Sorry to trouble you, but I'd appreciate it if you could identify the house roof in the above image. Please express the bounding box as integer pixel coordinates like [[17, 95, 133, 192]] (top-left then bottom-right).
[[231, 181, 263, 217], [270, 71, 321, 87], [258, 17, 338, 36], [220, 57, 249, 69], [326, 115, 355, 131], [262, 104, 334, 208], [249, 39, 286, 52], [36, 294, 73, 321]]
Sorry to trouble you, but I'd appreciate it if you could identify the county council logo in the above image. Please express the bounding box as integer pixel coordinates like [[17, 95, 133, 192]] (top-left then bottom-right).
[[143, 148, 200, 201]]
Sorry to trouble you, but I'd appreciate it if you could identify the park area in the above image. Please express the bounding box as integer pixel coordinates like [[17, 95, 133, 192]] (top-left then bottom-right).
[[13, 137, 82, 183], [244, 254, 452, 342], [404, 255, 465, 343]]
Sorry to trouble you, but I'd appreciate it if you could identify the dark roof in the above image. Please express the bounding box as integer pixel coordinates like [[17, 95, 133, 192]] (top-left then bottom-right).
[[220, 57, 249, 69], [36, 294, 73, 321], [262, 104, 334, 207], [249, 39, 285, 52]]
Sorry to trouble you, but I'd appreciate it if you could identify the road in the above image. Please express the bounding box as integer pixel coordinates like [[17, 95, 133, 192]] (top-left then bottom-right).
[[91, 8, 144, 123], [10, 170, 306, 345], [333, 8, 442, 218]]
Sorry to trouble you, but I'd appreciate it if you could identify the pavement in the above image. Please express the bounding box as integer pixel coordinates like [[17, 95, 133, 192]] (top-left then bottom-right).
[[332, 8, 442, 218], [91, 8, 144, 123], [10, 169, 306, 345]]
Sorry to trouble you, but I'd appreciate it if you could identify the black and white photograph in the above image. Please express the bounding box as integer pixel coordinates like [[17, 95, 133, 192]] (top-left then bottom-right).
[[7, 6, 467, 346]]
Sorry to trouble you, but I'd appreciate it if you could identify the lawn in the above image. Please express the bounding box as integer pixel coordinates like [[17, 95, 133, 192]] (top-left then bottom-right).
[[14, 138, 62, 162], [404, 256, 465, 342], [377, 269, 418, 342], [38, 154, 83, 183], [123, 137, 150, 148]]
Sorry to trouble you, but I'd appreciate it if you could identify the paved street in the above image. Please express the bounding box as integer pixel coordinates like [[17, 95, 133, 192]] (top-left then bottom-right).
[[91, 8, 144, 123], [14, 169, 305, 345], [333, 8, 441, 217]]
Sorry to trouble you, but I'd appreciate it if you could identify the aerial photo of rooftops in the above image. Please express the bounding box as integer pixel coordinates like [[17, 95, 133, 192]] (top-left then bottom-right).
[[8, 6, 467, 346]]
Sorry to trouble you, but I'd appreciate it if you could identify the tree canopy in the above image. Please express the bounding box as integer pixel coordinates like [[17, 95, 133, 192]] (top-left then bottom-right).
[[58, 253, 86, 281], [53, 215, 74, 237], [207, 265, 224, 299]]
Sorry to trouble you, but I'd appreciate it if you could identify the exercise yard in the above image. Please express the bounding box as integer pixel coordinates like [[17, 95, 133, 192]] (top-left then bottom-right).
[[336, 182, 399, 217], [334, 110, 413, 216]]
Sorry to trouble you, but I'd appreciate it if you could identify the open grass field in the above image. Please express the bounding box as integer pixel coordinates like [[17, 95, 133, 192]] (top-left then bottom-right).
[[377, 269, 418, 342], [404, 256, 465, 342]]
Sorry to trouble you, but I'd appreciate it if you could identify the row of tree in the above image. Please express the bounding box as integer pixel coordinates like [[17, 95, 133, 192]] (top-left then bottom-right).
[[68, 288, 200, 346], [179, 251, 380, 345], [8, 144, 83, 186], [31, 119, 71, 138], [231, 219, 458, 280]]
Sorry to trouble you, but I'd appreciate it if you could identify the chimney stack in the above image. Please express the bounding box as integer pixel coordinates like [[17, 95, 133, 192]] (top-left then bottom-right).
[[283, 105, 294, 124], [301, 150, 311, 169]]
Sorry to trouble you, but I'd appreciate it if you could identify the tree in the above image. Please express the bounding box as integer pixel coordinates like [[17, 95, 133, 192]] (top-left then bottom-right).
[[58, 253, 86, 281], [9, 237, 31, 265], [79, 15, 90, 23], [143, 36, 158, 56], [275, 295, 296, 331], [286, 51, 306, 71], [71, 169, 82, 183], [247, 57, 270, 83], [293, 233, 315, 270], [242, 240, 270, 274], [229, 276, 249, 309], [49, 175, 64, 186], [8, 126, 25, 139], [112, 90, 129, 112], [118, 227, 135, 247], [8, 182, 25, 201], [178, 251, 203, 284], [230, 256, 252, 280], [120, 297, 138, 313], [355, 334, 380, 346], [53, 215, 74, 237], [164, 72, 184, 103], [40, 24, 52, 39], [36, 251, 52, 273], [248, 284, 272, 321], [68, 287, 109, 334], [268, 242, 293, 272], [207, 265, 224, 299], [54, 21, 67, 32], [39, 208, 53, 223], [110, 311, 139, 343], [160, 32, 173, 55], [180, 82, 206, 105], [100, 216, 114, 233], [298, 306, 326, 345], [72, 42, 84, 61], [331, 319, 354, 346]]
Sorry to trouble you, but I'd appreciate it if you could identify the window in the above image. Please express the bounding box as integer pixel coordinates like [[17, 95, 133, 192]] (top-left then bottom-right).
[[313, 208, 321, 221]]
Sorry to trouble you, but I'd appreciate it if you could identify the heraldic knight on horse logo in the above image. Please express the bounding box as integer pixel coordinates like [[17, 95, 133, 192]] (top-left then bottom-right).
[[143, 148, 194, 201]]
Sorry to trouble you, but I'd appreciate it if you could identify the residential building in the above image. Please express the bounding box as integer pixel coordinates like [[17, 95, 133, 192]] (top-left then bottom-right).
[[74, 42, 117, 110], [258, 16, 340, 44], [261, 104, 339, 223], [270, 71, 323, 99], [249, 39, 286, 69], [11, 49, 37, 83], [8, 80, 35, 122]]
---
Reproduce the entire listing above word for word, from its first line to its last.

Sorry to trouble you, but I'd appreciate it if you could identify the house roof in the above image. Please express the bounding box as integer pixel coordinates like [[17, 95, 133, 192]] (top-left then bottom-right).
[[231, 181, 263, 217], [270, 71, 321, 87], [258, 17, 338, 36], [220, 57, 249, 69], [326, 115, 355, 131], [262, 104, 334, 208], [249, 39, 286, 52], [36, 294, 73, 321]]
Sorry to trouble you, but I'd appreciate it if you could identify the county council logo in the above image. Please express the bounding box as integer pixel coordinates like [[17, 95, 133, 192]] (top-left then bottom-right).
[[143, 148, 200, 201]]
Sorry to trouble you, but I'd appreciate it if you could identify the park area in the above image. Please express the bounding box as integer pixel coordinates like [[17, 95, 133, 192]] (top-left then bottom-right).
[[13, 137, 82, 183], [244, 254, 452, 342], [404, 255, 465, 343]]
Sorry to trouble you, but I'd appreciate it if you could identify the dark roof in the above image. Please express the bounding box as integer pixel coordinates like [[17, 95, 133, 192]] (top-left then bottom-right).
[[220, 57, 249, 69], [36, 294, 73, 321], [262, 104, 334, 207], [249, 39, 285, 52]]
Sorry to trouble you, but I'd appreciate it if you could identify the road in the above image. Please express the bounding box as integer pixel coordinates like [[17, 95, 133, 192]] (top-left then bottom-right).
[[91, 8, 144, 123], [10, 170, 306, 345], [333, 8, 442, 218]]
Sorry to trouble you, but I'd appreciate it if you could identify the pavement in the above image. Please express the bounding box as integer pixel coordinates like [[17, 95, 133, 192]] (top-left then bottom-right).
[[332, 8, 442, 218], [91, 8, 144, 123], [10, 169, 306, 345]]
Sorry to trouble you, but I'd appreciate it if you could identify the black and white photograph in the above image. Please express the bounding box as integer pixel coordinates like [[17, 95, 133, 192]] (top-left then bottom-right).
[[7, 6, 467, 346]]
Sorry to trouble you, but I'd appreciate it if you could identify the lawn in the above image. Please express the bounding box as integer pixel coordinates like [[17, 95, 133, 192]] (top-left then bottom-right).
[[14, 138, 62, 162], [404, 256, 465, 342], [377, 269, 418, 342], [38, 154, 83, 183], [123, 137, 150, 148]]
Sorry to trouble you, but I'd appreciate it if you could identify the paved street in the above image. Please express the bounding box as integer pixel coordinates like [[17, 95, 133, 192]] (top-left then bottom-right).
[[91, 8, 144, 123], [14, 169, 305, 345], [333, 8, 441, 217]]
Sorry to trouble you, but I'd appreciate it if you could identify the aerial photo of rooftops in the above image. Please express the bounding box as integer pixel coordinates like [[17, 95, 133, 192]] (top-left then bottom-right).
[[8, 6, 467, 346]]
Sorry to trouble you, but I'd appreciate it if you could identify the tree canopy in the above image. Please express the bounding box as integer pixel coordinates like [[17, 95, 133, 192]] (top-left then bottom-right).
[[58, 253, 86, 281], [53, 215, 74, 237], [207, 265, 224, 299]]
Sorry to trouble you, but I'd appreciate it if you could identify the exercise yard in the above image. Please express the bounding box as integer pixel coordinates like [[17, 95, 133, 192]] (top-left then bottom-right).
[[336, 182, 399, 217], [334, 110, 413, 216]]
Sorry to trouble you, but I'd appreciate it if you could identify the open grass field in the above image. Please express the bounding box as integer pixel coordinates like [[17, 95, 133, 192]] (top-left then bottom-right).
[[377, 269, 418, 342], [404, 256, 465, 342]]
Sorry to trouble you, but I'd appreciate it if you could identify the row of tree in the above image. Please express the bounding box as integer pixel coordinates like [[17, 95, 133, 192]] (top-left then bottom-right).
[[68, 288, 200, 346], [179, 251, 380, 345], [8, 144, 83, 186], [31, 119, 71, 138], [231, 219, 458, 280]]
Sorry to trouble you, but I'd appreciate it if you could identify the chimney stack in the above image. Please express the bounding box as integer pixel coordinates like [[17, 95, 133, 192]] (top-left then bottom-right).
[[283, 105, 294, 124], [301, 150, 311, 169]]
Sorry to trouble you, but I'd appreciate it if you could identify the tree in the above image. Please express the bounding box as integer pixel coordinates like [[17, 95, 133, 192]] (top-left then bottom-right).
[[58, 253, 86, 281], [9, 237, 31, 265], [79, 15, 90, 23], [143, 36, 158, 56], [275, 295, 296, 331], [286, 51, 306, 71], [71, 169, 82, 183], [247, 57, 270, 83], [293, 233, 315, 270], [242, 240, 270, 274], [229, 276, 249, 309], [49, 175, 64, 186], [8, 126, 25, 139], [112, 90, 129, 112], [118, 227, 135, 247], [8, 182, 25, 201], [178, 251, 203, 284], [230, 256, 252, 280], [120, 297, 138, 313], [355, 334, 380, 346], [53, 215, 74, 237], [164, 72, 184, 103], [40, 24, 52, 39], [36, 251, 52, 273], [248, 284, 272, 321], [68, 287, 109, 334], [268, 242, 293, 272], [207, 265, 224, 299], [54, 21, 67, 32], [39, 208, 53, 223], [110, 311, 139, 343], [160, 32, 173, 55], [180, 82, 206, 105], [100, 216, 114, 233], [298, 306, 326, 345], [72, 42, 84, 61], [331, 319, 354, 346]]
Sorry to trouble you, but I'd appreciate it if you could identify the window in the above image. Please express the bounding box as integer pixel coordinates like [[17, 95, 133, 192]] (top-left then bottom-right).
[[313, 208, 321, 221]]
Sorry to trouble you, but I'd appreciate it if you could identify the heraldic knight on horse logo in the above image. Please express the bounding box as integer pixel coordinates like [[17, 95, 133, 192]] (top-left then bottom-right).
[[143, 148, 194, 201]]
Sorry to trouble you, but I'd appreciate it if you could identify the residential building in the above image. Please express the bounding box as integer pixel coordinates like [[17, 95, 133, 192]] (top-left then bottom-right).
[[74, 42, 117, 110], [258, 16, 340, 44], [261, 104, 339, 223], [270, 71, 323, 99], [249, 39, 286, 69], [11, 49, 37, 83], [8, 80, 35, 122]]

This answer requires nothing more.